* _INSTRUCTIONS FOR THE TASK_: Nothing but the records themselves, exactly as written and free of pictures, should appear in your response.

##### DATA SHOWN #####

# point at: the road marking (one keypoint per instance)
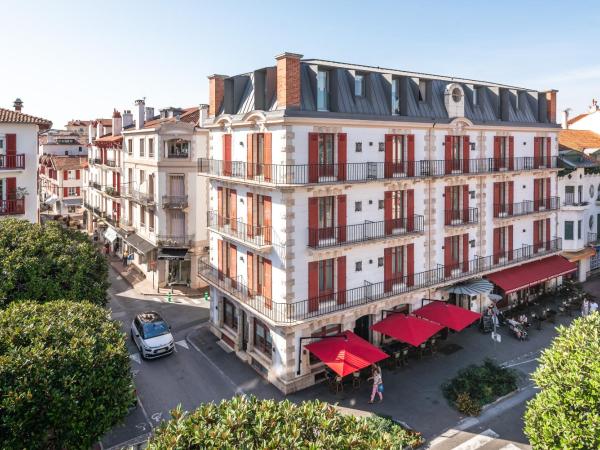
(478, 441)
(183, 343)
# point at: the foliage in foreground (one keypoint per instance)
(249, 423)
(64, 375)
(566, 411)
(48, 262)
(482, 385)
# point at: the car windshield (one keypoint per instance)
(153, 329)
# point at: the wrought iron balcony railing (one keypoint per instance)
(457, 217)
(281, 174)
(526, 207)
(259, 236)
(362, 232)
(281, 312)
(12, 161)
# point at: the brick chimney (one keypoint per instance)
(288, 80)
(551, 109)
(216, 91)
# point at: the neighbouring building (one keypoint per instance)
(338, 192)
(164, 200)
(18, 162)
(61, 185)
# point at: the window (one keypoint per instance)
(323, 90)
(262, 337)
(396, 96)
(229, 314)
(568, 230)
(359, 85)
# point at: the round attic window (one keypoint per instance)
(456, 95)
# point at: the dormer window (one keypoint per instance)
(323, 90)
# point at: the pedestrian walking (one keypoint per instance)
(377, 384)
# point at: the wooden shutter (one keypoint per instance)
(341, 276)
(313, 221)
(268, 287)
(410, 264)
(389, 158)
(313, 157)
(341, 218)
(313, 286)
(268, 156)
(342, 156)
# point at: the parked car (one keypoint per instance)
(152, 335)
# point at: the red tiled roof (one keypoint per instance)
(12, 116)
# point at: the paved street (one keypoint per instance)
(201, 371)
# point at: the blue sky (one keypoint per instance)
(69, 59)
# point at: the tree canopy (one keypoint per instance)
(65, 377)
(48, 262)
(566, 411)
(249, 423)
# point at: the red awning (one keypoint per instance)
(450, 316)
(409, 329)
(516, 278)
(346, 354)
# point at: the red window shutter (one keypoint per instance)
(389, 158)
(313, 157)
(510, 242)
(342, 156)
(341, 275)
(466, 203)
(250, 156)
(497, 201)
(410, 209)
(466, 149)
(313, 286)
(250, 214)
(341, 225)
(449, 166)
(268, 221)
(233, 209)
(448, 213)
(268, 156)
(447, 256)
(387, 270)
(313, 221)
(387, 212)
(410, 264)
(465, 252)
(511, 153)
(268, 287)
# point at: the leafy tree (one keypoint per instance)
(249, 423)
(64, 375)
(48, 262)
(566, 411)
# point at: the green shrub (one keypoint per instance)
(483, 384)
(249, 423)
(566, 411)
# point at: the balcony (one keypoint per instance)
(175, 240)
(299, 174)
(12, 207)
(10, 162)
(526, 207)
(461, 217)
(174, 201)
(363, 232)
(258, 237)
(368, 292)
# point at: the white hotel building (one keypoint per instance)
(338, 192)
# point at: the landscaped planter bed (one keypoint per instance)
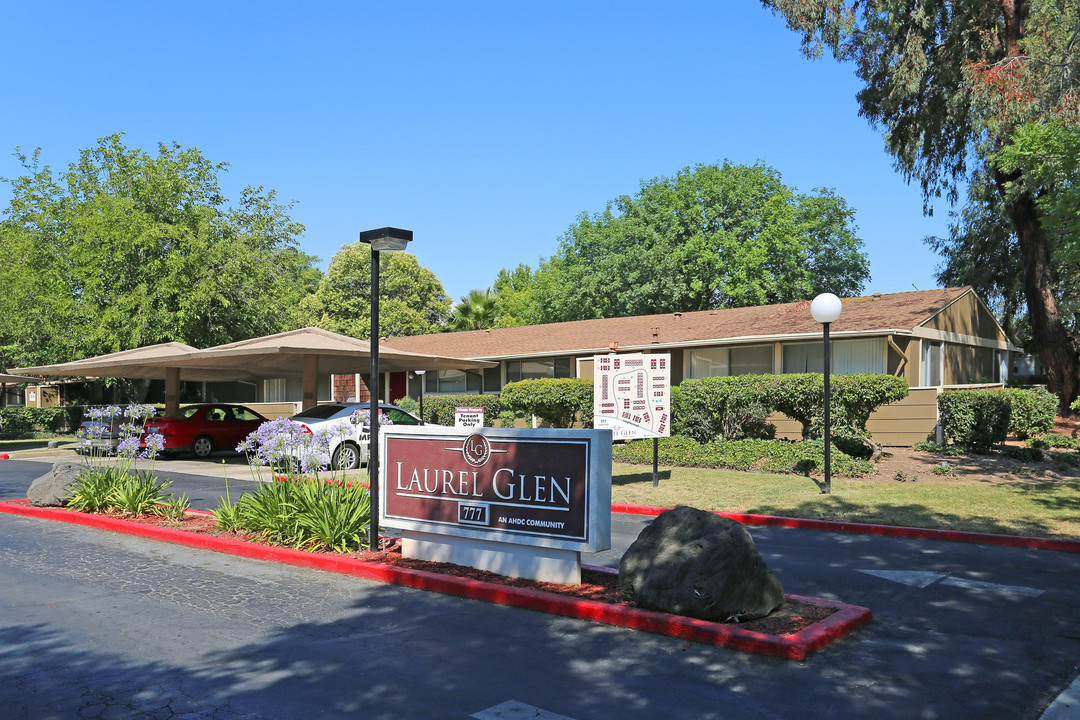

#####

* _OUTPUT FOR THIS EXERCISE_:
# point at: the road marking (one keypoint per instance)
(478, 441)
(183, 343)
# point at: the foliage in foreground (one keypoint per instance)
(249, 423)
(64, 375)
(566, 411)
(48, 262)
(482, 385)
# point at: the car windshield (one keypoint per instance)
(153, 329)
# point at: the wrought iron balcony railing (one keypoint per instance)
(457, 217)
(281, 174)
(526, 207)
(259, 236)
(362, 232)
(281, 312)
(12, 161)
# point at: the brick chimney (one keypoint per instance)
(288, 80)
(551, 109)
(216, 91)
# point at: the neighbouring building (one keypoint per instance)
(338, 192)
(164, 200)
(18, 162)
(61, 185)
# point at: the window (one keypoint per instance)
(323, 90)
(262, 337)
(396, 96)
(229, 314)
(568, 230)
(359, 85)
# point at: the round attic window (one keypoint per instance)
(456, 95)
# point at: the dormer window (one keypoint per instance)
(323, 90)
# point at: the pedestrian walking (one keypoint per instance)
(377, 384)
# point at: the wooden shutter (one keypoint per instance)
(341, 276)
(313, 221)
(268, 287)
(410, 264)
(389, 158)
(313, 157)
(341, 218)
(313, 286)
(268, 156)
(342, 156)
# point at: the parked car (one keypoint per instance)
(152, 335)
# point at: the red tiled roof (one keypoint per instance)
(12, 116)
# point at: the paved street (one keypoint per instance)
(201, 371)
# point at: the blue sky (one keypoint per instance)
(69, 59)
# point at: the tree canopy (one keypoint per instance)
(65, 377)
(48, 262)
(566, 411)
(249, 423)
# point at: the red awning (one keypoint per instance)
(450, 316)
(409, 329)
(516, 278)
(346, 354)
# point at: the red window shutter (one keypoint per instance)
(389, 158)
(313, 157)
(510, 242)
(342, 156)
(341, 275)
(466, 203)
(250, 156)
(497, 201)
(410, 209)
(466, 149)
(313, 286)
(250, 214)
(341, 225)
(449, 166)
(268, 221)
(233, 209)
(448, 213)
(268, 156)
(447, 256)
(387, 270)
(313, 221)
(387, 212)
(410, 264)
(465, 252)
(511, 153)
(268, 287)
# point at: the leafy tree (one keypoint per instance)
(249, 423)
(64, 375)
(48, 262)
(566, 411)
# point at: the green shrub (one keypoint per instance)
(483, 384)
(249, 423)
(566, 411)
# point at: the balcony (one keypoint per instance)
(175, 240)
(299, 174)
(12, 207)
(10, 162)
(526, 207)
(461, 217)
(174, 201)
(363, 232)
(258, 237)
(368, 292)
# point at: the white hotel building (one keypoint per instance)
(338, 192)
# point at: the landscaped planter bed (one keypoint per instance)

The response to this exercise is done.